Point-per-instance localization data:

*****

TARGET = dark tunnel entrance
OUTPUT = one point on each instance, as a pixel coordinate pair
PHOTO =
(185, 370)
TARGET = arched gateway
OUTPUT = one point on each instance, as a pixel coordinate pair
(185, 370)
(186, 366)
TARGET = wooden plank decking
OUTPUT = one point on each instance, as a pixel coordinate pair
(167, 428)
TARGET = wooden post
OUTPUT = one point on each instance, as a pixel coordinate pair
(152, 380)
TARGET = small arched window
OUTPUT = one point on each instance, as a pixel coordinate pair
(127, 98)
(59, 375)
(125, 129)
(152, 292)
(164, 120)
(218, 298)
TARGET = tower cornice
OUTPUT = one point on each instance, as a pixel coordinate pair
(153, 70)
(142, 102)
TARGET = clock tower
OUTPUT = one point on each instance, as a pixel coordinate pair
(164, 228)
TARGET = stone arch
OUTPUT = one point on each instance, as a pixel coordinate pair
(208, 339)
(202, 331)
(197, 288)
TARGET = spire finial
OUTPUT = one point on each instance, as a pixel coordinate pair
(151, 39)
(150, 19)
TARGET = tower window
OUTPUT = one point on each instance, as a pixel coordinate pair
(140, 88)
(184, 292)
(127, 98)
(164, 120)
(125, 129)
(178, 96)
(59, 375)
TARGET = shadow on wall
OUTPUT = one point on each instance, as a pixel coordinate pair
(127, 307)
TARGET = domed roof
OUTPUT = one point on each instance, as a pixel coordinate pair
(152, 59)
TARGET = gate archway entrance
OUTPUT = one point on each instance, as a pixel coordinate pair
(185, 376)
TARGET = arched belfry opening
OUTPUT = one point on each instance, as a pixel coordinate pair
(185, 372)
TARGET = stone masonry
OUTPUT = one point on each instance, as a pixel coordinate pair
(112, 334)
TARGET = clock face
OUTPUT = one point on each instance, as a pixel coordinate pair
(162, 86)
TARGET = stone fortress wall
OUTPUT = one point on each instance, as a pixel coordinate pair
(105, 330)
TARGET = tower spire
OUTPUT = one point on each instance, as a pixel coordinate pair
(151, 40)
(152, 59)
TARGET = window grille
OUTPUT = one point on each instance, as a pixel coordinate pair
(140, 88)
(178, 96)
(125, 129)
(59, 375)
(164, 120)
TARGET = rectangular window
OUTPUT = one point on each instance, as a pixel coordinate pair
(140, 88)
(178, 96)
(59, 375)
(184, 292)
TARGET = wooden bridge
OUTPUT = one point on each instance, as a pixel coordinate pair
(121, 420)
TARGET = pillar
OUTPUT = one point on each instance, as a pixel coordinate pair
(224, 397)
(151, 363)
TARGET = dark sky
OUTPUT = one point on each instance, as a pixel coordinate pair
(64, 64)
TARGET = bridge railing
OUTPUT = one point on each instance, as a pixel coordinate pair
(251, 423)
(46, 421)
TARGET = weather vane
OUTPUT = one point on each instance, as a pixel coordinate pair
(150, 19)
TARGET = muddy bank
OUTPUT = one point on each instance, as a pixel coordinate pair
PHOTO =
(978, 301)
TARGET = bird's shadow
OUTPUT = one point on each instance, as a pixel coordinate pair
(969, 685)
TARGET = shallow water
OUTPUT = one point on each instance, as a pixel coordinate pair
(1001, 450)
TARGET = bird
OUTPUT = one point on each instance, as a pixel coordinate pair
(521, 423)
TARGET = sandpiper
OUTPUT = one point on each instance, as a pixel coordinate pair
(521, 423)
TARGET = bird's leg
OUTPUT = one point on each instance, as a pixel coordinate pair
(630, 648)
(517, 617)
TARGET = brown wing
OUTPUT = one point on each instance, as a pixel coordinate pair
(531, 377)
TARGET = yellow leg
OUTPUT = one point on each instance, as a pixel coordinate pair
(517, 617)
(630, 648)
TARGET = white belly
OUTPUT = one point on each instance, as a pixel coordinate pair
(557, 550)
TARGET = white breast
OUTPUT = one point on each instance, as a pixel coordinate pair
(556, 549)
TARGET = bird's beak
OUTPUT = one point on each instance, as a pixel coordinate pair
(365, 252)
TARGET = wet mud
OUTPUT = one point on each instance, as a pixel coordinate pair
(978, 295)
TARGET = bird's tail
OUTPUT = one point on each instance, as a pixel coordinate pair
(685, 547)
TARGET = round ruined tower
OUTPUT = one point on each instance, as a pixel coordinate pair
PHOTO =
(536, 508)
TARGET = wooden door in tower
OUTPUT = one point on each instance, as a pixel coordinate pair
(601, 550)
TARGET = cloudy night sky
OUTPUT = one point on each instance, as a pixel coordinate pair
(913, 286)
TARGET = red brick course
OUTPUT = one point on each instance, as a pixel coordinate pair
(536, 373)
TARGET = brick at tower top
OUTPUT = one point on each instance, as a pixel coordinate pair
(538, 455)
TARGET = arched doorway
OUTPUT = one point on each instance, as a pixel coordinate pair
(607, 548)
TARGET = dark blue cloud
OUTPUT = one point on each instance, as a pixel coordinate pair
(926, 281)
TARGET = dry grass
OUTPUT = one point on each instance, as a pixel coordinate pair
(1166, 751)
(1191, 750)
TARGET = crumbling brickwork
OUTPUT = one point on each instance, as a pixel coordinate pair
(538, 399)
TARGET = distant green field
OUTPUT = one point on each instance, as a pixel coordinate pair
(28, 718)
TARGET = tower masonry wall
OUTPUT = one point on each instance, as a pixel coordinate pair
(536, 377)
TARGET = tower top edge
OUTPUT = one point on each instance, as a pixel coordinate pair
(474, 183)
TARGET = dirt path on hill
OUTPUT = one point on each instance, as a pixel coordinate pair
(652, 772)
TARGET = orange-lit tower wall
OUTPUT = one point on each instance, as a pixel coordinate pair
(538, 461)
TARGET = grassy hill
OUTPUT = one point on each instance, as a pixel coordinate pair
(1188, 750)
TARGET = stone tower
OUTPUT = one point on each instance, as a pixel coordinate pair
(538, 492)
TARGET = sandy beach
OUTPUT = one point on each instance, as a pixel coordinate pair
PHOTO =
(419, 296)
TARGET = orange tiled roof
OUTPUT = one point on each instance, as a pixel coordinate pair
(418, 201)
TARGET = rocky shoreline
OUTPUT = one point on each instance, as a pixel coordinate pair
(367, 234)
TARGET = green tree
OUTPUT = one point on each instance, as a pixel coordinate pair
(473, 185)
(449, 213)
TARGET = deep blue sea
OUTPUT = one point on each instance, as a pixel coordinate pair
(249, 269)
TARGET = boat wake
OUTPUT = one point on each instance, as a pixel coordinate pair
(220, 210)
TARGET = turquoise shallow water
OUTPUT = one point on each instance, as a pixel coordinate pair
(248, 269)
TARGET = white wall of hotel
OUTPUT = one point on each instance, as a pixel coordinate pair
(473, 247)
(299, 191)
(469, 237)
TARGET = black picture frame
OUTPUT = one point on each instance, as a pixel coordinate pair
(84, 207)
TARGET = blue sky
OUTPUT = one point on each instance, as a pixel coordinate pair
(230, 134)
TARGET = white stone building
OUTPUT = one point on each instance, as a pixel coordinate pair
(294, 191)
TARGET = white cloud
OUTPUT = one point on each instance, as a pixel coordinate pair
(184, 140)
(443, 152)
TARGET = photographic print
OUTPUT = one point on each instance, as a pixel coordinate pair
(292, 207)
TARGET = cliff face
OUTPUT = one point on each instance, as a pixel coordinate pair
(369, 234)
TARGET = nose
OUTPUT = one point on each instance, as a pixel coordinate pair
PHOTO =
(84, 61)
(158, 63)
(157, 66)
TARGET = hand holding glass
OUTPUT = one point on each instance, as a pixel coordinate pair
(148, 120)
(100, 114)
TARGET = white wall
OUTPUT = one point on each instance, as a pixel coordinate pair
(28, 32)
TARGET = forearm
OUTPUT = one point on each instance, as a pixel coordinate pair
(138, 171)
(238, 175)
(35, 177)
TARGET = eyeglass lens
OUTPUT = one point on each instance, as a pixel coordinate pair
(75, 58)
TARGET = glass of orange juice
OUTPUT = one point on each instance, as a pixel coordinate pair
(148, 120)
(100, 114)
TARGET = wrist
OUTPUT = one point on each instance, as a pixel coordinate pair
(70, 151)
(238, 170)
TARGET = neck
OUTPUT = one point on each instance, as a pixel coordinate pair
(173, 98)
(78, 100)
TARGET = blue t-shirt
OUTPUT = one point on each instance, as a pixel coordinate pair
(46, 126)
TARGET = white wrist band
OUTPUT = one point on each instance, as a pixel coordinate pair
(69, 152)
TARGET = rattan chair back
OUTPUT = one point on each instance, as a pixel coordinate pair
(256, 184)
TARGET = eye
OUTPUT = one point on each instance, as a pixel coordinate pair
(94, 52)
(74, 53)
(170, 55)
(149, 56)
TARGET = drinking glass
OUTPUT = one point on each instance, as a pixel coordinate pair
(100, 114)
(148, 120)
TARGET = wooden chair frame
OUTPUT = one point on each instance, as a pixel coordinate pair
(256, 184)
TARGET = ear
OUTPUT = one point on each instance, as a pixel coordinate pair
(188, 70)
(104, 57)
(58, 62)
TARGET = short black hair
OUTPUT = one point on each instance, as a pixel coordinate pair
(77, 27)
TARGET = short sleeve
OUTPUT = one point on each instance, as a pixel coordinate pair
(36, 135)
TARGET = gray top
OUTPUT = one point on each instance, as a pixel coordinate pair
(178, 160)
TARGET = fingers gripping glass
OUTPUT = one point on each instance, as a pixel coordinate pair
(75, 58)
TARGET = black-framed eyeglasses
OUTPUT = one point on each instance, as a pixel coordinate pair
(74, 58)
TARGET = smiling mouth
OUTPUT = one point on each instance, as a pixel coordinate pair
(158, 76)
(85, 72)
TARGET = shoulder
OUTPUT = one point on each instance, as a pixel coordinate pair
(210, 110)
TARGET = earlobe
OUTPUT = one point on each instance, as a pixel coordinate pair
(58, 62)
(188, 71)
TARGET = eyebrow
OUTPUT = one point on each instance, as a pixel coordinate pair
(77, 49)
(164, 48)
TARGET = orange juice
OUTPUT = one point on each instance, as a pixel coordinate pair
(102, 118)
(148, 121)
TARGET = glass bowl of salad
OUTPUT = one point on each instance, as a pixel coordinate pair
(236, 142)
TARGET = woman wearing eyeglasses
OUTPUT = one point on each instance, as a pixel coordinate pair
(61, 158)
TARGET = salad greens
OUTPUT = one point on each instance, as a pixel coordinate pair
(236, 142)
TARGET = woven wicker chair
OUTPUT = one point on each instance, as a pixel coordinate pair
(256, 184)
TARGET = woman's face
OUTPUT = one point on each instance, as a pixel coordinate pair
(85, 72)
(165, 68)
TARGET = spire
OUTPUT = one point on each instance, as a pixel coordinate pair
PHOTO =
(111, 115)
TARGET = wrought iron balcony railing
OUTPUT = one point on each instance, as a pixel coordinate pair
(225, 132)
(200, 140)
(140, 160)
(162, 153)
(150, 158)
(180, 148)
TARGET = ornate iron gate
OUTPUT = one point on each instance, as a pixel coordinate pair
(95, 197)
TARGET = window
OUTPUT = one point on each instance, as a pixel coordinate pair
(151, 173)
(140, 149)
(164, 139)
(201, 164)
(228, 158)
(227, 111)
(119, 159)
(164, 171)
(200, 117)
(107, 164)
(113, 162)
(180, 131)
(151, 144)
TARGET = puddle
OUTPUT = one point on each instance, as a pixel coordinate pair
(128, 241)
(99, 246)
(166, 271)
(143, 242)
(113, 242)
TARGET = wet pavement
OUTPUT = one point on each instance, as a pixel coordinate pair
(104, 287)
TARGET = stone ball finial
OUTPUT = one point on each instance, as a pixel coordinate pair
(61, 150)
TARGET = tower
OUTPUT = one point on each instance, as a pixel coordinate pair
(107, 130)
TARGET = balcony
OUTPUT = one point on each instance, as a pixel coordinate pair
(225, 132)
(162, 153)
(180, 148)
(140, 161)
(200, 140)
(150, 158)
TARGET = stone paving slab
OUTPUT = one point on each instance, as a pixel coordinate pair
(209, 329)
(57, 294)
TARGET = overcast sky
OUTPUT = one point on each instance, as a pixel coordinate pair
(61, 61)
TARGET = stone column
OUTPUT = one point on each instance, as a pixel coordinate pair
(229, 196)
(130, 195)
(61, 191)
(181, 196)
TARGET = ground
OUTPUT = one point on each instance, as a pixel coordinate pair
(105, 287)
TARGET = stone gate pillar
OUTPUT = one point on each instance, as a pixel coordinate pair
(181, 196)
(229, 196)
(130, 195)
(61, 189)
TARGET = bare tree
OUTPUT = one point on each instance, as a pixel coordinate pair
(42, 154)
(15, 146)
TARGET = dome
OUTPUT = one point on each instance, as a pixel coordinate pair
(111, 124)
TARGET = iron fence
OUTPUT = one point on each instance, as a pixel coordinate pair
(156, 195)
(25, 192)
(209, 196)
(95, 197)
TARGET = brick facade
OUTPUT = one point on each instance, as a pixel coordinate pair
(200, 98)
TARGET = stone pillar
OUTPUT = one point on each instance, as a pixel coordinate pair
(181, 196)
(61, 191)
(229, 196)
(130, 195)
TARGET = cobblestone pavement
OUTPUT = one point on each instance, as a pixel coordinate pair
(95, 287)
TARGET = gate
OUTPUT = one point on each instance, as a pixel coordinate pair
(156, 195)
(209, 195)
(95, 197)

*****

What the exercise asks: Could you report how many lines of the entries include the word "woman"? Only the number is needed.

Task result: 2